• [Direction]: Copy the data from the line containing "Thank you for the photo. Please point out the stone" through the end of the data, substituting "concrete bench" for "stone bench" and keeping everything else unchanged.
::: Material to process
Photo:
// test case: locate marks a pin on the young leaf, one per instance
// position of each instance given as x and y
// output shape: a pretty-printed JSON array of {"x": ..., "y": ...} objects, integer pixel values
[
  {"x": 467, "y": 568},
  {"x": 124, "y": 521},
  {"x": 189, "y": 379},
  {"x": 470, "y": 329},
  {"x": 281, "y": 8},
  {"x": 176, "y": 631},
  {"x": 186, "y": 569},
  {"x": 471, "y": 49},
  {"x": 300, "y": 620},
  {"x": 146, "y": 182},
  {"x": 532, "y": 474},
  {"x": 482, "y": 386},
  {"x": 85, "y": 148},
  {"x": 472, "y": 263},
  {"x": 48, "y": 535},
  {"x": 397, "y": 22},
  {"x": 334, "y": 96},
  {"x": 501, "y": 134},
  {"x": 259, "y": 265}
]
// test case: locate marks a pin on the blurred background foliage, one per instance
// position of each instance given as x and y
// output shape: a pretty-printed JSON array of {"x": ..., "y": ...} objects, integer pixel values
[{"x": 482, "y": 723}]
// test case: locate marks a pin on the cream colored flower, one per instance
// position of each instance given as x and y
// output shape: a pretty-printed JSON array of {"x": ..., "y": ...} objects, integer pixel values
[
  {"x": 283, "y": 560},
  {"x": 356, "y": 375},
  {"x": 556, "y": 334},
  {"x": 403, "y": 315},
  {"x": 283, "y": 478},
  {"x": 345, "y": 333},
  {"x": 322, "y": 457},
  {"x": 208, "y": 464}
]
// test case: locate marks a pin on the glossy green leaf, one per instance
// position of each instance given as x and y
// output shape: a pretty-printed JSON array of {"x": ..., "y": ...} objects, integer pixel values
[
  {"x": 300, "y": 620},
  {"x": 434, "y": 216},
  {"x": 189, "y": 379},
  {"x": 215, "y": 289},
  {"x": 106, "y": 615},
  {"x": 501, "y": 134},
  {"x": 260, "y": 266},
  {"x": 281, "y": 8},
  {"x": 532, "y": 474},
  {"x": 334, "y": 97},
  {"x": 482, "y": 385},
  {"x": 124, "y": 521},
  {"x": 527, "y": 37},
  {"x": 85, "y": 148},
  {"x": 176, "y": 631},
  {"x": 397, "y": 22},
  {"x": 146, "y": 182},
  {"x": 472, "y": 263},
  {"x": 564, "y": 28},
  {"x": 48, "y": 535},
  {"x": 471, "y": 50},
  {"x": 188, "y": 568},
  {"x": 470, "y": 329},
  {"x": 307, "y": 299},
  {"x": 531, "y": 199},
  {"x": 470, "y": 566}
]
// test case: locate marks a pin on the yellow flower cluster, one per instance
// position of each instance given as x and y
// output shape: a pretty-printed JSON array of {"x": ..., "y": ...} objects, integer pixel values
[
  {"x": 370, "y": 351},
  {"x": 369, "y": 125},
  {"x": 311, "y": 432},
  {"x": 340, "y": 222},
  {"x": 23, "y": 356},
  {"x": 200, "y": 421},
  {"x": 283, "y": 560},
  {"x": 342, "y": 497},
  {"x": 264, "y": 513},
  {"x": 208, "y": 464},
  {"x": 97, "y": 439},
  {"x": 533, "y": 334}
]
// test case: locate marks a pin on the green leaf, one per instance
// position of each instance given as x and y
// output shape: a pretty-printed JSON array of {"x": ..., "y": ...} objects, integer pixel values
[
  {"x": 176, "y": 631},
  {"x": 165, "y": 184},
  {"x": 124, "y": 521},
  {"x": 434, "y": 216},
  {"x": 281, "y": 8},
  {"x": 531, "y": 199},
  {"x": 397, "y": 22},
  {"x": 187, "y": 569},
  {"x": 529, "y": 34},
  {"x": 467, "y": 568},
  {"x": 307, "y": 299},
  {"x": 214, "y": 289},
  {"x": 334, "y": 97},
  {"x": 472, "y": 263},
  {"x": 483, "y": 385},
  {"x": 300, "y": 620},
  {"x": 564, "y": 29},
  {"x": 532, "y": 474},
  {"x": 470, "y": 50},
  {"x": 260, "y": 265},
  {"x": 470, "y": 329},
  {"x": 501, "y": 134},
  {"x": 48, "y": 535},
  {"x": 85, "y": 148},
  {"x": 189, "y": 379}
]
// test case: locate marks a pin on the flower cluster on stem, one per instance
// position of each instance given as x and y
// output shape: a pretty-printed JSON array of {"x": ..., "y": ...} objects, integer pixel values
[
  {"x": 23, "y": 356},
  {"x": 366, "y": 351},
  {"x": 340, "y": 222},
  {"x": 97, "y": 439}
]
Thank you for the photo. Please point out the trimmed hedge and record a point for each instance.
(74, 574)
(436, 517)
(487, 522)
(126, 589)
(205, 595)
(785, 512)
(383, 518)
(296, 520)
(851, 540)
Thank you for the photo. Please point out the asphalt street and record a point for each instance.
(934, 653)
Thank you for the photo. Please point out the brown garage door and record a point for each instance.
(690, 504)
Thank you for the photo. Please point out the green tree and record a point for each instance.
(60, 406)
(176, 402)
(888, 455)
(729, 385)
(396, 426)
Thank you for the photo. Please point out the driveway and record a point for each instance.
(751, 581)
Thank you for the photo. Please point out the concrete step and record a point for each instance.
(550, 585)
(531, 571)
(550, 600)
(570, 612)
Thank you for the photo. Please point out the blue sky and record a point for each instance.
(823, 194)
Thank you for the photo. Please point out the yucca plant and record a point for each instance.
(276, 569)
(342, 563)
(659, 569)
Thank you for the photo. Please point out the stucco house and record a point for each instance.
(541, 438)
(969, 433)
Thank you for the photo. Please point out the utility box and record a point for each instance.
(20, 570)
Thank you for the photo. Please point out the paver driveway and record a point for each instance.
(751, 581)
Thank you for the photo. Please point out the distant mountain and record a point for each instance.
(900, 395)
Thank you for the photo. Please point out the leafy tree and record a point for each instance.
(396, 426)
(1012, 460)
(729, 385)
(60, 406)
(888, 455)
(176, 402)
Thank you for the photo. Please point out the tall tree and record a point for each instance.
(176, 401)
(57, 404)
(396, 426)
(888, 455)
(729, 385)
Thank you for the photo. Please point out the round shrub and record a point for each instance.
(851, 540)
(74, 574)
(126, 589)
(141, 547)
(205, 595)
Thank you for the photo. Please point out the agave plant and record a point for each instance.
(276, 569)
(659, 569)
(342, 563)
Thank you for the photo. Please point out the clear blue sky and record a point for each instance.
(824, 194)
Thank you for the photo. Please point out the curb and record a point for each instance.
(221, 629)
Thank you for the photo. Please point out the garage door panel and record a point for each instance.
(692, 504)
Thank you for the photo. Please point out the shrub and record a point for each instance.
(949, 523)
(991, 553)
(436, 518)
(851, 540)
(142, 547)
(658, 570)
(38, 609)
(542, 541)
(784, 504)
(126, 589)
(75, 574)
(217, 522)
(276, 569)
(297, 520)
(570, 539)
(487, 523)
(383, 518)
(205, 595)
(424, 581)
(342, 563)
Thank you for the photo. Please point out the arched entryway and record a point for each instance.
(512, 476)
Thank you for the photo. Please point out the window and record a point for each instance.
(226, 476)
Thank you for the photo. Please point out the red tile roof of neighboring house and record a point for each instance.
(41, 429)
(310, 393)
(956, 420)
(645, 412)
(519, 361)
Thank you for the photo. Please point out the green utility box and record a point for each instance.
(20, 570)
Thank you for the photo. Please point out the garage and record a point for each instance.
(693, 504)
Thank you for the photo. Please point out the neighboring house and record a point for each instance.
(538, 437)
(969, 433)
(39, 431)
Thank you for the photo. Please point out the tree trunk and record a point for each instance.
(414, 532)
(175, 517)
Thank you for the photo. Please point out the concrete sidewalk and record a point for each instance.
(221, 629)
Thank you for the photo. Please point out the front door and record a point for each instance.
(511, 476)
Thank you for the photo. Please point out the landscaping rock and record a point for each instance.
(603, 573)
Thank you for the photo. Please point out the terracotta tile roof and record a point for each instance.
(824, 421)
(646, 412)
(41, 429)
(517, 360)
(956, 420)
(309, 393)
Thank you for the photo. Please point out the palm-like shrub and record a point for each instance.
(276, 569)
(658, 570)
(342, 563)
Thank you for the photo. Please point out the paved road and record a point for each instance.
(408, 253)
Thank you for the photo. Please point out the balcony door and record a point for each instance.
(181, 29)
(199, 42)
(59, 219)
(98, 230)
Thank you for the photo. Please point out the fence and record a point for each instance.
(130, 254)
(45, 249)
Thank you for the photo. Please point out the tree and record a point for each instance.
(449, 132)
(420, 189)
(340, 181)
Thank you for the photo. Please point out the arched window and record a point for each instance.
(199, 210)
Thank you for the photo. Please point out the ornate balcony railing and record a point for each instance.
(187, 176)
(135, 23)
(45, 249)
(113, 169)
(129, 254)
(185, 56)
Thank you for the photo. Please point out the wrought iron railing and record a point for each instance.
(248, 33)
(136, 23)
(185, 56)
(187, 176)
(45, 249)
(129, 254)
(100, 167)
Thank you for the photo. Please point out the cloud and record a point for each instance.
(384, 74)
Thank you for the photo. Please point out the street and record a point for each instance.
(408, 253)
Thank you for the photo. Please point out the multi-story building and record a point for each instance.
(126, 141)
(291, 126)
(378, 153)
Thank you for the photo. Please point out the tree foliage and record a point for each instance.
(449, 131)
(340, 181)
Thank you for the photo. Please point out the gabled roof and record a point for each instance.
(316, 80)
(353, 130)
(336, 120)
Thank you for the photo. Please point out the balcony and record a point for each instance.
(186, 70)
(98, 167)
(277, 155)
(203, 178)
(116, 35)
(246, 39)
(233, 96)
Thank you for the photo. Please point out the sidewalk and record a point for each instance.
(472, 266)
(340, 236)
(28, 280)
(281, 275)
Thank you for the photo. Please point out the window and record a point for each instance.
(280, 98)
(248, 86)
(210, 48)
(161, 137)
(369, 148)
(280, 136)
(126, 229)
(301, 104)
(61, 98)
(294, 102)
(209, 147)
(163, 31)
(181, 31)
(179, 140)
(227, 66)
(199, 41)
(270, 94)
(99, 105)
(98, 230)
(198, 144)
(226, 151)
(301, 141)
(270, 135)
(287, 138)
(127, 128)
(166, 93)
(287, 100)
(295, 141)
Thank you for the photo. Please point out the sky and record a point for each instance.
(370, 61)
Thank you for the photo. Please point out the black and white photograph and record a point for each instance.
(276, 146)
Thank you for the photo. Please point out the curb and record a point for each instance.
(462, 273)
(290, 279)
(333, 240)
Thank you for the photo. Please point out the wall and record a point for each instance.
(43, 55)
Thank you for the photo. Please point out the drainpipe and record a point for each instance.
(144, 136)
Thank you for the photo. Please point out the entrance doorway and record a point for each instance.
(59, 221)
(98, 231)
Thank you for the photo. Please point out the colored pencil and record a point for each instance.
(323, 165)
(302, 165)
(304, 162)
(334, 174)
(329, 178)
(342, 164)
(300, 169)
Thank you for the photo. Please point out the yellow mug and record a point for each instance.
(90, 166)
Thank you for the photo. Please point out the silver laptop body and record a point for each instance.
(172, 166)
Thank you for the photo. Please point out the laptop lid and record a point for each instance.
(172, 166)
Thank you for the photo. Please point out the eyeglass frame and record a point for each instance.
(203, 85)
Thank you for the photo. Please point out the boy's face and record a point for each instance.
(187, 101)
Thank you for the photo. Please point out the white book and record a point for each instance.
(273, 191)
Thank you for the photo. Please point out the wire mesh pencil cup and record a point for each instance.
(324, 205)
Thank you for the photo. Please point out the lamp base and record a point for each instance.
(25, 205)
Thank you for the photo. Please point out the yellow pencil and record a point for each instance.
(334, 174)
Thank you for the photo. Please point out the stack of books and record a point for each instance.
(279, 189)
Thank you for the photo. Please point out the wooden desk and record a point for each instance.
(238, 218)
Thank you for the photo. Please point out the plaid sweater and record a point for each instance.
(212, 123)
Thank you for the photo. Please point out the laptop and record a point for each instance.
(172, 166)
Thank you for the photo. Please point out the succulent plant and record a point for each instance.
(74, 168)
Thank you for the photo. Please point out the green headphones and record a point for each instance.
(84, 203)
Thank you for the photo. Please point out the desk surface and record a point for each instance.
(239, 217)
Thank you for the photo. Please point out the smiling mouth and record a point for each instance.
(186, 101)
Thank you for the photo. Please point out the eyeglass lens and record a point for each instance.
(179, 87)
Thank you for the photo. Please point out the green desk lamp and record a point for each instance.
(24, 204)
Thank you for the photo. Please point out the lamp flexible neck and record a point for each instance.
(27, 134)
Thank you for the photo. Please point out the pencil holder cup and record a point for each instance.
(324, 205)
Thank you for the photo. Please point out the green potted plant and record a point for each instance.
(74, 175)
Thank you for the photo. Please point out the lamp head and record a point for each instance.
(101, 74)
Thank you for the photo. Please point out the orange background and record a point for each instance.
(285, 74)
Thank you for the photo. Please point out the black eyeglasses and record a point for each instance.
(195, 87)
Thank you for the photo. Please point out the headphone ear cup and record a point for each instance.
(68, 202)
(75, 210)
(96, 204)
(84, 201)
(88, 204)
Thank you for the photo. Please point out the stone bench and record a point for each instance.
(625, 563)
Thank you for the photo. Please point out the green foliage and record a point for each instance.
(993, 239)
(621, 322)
::::::
• [Reply to the task]:
Thank you for the photo. Please point out the concrete bench and record a point for each instance.
(625, 563)
Thank you for the photo. Please point out the green foliage and record a point for each instance.
(993, 239)
(621, 322)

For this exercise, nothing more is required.